* _Written instruction_: Can you rewrite the entries below so that "instance" becomes "occurrence" and nothing else changes?

- - - -

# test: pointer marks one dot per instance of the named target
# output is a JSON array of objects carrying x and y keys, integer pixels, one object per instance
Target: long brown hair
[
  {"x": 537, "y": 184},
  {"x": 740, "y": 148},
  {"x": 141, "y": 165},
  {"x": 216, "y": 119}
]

- - - -

* _Solution to this problem_:
# test: pointer marks one dot per occurrence of the named target
# output is a JSON array of objects carrying x and y keys, integer pixels, one object per occurrence
Target: long brown hair
[
  {"x": 537, "y": 184},
  {"x": 740, "y": 148},
  {"x": 141, "y": 165},
  {"x": 216, "y": 119}
]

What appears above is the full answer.